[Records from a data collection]
┄┄┄┄┄┄┄┄┄┄
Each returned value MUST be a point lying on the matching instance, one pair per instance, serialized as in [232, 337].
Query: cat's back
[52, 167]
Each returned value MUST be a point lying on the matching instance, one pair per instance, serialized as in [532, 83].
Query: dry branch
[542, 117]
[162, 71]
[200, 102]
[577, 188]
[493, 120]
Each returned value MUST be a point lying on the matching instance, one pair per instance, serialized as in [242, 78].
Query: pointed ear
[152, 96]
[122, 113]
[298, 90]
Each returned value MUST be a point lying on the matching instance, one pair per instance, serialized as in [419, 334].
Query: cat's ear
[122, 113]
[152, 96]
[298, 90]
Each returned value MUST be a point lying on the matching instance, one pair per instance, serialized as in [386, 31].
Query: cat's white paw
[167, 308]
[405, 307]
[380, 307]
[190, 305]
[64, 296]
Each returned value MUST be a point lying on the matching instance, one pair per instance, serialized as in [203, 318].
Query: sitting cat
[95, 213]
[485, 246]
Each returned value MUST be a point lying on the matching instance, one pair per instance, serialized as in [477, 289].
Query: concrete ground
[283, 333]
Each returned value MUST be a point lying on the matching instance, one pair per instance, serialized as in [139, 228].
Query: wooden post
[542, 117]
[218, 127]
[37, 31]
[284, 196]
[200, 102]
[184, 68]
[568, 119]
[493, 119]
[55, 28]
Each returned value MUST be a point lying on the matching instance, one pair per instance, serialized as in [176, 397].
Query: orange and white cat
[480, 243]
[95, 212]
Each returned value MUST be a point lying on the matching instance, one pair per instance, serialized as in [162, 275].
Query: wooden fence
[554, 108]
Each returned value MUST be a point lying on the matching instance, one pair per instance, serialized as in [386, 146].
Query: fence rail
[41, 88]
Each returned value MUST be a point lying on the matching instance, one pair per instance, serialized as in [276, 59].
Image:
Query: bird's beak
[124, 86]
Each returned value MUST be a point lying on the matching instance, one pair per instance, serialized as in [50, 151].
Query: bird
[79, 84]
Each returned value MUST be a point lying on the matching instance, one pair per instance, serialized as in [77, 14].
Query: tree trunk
┄┄┄┄┄┄┄┄┄┄
Try it |
Please give each line above again, word for word.

Answer below |
Each returned value MUST be a point lying on the matching instance, one pair per instance, serialized as in [232, 337].
Query: cat's back
[52, 167]
Each returned value MUST be a point lying on the matching instance, one pair per instance, serialized as in [532, 83].
Query: dry branch
[542, 117]
[162, 71]
[200, 102]
[577, 188]
[493, 120]
Each returned value MUST be a point lying on the matching instance, one pair per instance, serialized as in [242, 78].
Query: pointed ear
[152, 96]
[122, 113]
[298, 90]
Each returned value MUST be a point lying on the matching instance, one pair per instance, serialized as in [419, 334].
Query: cat's ear
[122, 113]
[152, 96]
[298, 90]
Each returned value MUST be a point lying on the matching instance, one pair per instance, serialized as in [386, 31].
Query: cat's white paw
[167, 308]
[405, 307]
[380, 307]
[190, 305]
[64, 296]
Each returned value MUST be a point lying on the matching instance, one pair per instance, serialized as in [203, 318].
Query: sitting cat
[95, 213]
[485, 246]
Each returned value MUST be a point lying on the matching instance, one pair per instance, serialized as in [477, 289].
Query: concrete ground
[283, 333]
Each returned value MUST be a point lying on the matching instance, one pair per instance, serialized as in [139, 228].
Query: wooden post
[542, 117]
[218, 127]
[37, 31]
[284, 196]
[200, 102]
[184, 68]
[568, 119]
[493, 119]
[55, 28]
Each returned value MUST be a point lying on the matching instance, one pair per instance, serialized as in [176, 397].
Query: orange and white cat
[480, 243]
[95, 212]
Each returned value MUST be a point lying on the matching instance, one pair per instance, serialized as in [162, 275].
Query: wooden fence
[554, 108]
Each returned value MUST be a point lying on the matching instance, one pair per instance, serialized as in [386, 146].
Query: fence rail
[41, 88]
Each returned value MUST be a point lying on the matching instance, one pair per instance, serialized as in [276, 59].
Image:
Query: bird's beak
[124, 86]
Each returned value MUST be a point lying on the matching instance, one pair per instance, serialized as in [50, 151].
Query: bird
[79, 84]
Each returned value MUST be a point lying on the matching instance, one pair per instance, serialized as in [77, 14].
Query: tree trunk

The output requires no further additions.